- **Saved entries**
========================================================================

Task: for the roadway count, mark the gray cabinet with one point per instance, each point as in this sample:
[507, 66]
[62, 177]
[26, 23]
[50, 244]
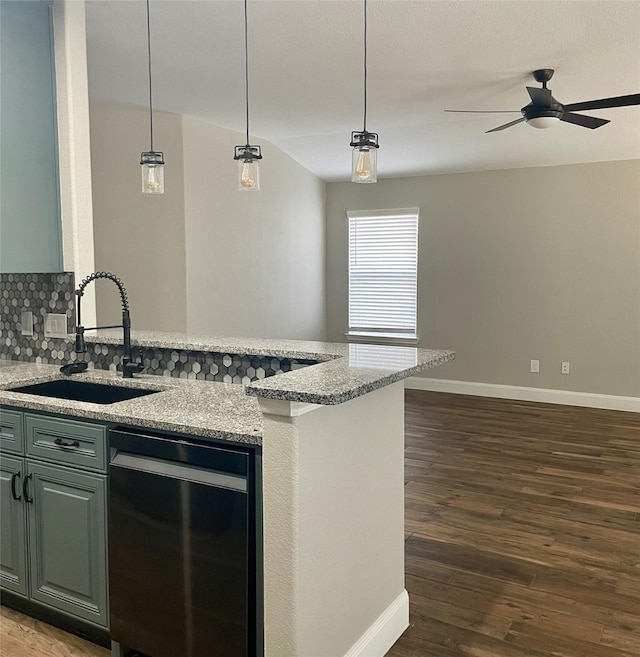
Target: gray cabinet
[11, 432]
[13, 518]
[67, 540]
[54, 540]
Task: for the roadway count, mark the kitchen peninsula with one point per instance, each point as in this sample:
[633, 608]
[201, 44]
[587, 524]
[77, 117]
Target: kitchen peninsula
[330, 434]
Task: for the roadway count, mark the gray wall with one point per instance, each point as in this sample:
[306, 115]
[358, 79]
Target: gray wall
[29, 202]
[204, 257]
[515, 265]
[255, 260]
[139, 237]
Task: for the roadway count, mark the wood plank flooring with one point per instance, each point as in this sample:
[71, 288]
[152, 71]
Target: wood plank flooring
[523, 535]
[522, 529]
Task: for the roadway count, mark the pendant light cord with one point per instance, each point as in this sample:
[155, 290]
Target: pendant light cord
[150, 91]
[246, 66]
[365, 65]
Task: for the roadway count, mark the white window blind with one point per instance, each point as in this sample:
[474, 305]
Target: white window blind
[383, 273]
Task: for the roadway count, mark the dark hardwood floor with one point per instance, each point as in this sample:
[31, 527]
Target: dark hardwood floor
[523, 534]
[523, 529]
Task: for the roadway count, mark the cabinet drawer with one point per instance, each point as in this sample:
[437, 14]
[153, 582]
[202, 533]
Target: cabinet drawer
[11, 431]
[66, 441]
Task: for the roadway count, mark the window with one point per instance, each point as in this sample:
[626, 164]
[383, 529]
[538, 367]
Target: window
[383, 274]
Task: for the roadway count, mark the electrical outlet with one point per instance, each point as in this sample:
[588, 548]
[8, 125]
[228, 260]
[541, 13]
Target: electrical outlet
[55, 326]
[26, 323]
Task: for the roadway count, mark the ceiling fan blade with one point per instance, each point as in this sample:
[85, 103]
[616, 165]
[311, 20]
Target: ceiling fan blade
[583, 120]
[604, 103]
[484, 111]
[505, 126]
[540, 97]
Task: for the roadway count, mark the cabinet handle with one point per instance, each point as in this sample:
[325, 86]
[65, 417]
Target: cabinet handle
[71, 443]
[25, 490]
[14, 477]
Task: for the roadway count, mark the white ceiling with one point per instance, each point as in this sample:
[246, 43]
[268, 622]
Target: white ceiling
[424, 56]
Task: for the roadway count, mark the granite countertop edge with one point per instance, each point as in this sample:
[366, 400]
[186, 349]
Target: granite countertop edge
[345, 390]
[219, 411]
[335, 377]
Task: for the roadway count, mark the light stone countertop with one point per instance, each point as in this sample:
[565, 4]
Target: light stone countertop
[343, 371]
[197, 408]
[220, 410]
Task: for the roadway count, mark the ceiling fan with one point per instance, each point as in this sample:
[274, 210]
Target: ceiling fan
[544, 111]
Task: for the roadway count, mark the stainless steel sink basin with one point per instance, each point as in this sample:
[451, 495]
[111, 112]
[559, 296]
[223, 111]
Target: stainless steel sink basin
[96, 393]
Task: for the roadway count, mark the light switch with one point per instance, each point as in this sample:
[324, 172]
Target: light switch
[55, 326]
[26, 323]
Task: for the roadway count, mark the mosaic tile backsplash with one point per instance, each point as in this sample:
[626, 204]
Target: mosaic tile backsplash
[54, 293]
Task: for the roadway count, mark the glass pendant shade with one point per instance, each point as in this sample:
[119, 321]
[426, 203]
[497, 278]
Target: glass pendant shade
[152, 172]
[248, 176]
[364, 158]
[248, 158]
[364, 164]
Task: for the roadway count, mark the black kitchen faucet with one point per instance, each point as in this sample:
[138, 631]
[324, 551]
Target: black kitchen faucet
[128, 366]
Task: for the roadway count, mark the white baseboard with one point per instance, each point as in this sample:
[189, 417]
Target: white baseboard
[384, 631]
[521, 393]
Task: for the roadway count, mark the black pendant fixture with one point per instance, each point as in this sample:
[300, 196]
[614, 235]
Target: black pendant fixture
[364, 160]
[247, 156]
[152, 161]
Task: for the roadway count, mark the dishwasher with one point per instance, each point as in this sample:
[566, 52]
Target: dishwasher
[182, 547]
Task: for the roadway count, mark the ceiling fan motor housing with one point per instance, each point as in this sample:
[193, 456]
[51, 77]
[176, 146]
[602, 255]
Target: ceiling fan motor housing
[533, 112]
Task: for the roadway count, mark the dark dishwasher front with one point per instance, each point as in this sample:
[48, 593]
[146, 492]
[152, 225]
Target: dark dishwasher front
[181, 581]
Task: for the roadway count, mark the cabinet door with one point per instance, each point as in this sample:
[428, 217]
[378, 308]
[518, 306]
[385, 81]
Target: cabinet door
[13, 526]
[11, 431]
[67, 541]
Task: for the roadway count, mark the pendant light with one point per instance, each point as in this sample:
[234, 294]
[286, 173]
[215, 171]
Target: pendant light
[248, 156]
[364, 161]
[152, 161]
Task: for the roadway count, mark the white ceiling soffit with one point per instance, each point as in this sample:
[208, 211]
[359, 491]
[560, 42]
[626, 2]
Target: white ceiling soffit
[424, 57]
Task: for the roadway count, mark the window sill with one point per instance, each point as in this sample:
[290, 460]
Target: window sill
[401, 339]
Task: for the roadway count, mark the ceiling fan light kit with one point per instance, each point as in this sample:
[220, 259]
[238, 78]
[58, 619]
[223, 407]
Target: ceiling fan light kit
[544, 111]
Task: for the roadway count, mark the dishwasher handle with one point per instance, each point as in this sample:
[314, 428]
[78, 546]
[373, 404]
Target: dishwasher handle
[182, 471]
[204, 454]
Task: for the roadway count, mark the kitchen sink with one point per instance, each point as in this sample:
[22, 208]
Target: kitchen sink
[96, 393]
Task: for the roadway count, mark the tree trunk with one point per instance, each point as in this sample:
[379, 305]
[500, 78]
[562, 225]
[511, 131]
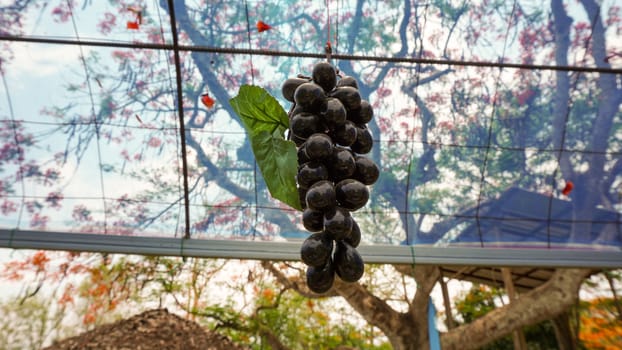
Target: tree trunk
[542, 303]
[563, 332]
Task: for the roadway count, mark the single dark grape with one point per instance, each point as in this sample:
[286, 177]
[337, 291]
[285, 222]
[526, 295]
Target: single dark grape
[366, 170]
[348, 81]
[310, 173]
[304, 125]
[344, 135]
[354, 238]
[302, 196]
[349, 97]
[297, 110]
[341, 164]
[316, 249]
[321, 279]
[319, 146]
[289, 87]
[321, 196]
[324, 75]
[302, 155]
[310, 96]
[351, 194]
[362, 115]
[364, 141]
[335, 114]
[313, 220]
[348, 262]
[337, 223]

========================================================================

- **WHAT IS BEING ASKED**
Leave out every picture, and write out exactly the lines from the one bearing "Task: for the roadway count, mark the tree" through the final line.

- **RESULT**
Task: for the roadway count, mark the tree trunk with one point per instance, each point as in this sample:
[379, 305]
[500, 78]
[562, 225]
[511, 131]
Target: tree trunk
[542, 303]
[563, 332]
Task: for the roadway count, mark the single dark grape with one point per instance, each point as in this sample:
[286, 177]
[337, 291]
[285, 222]
[526, 295]
Target: single dark grape
[366, 170]
[348, 81]
[310, 173]
[304, 125]
[344, 135]
[354, 238]
[302, 196]
[349, 97]
[297, 110]
[341, 164]
[316, 249]
[321, 279]
[319, 146]
[289, 87]
[321, 196]
[324, 75]
[302, 155]
[310, 96]
[351, 194]
[362, 115]
[364, 141]
[335, 114]
[313, 220]
[348, 262]
[337, 223]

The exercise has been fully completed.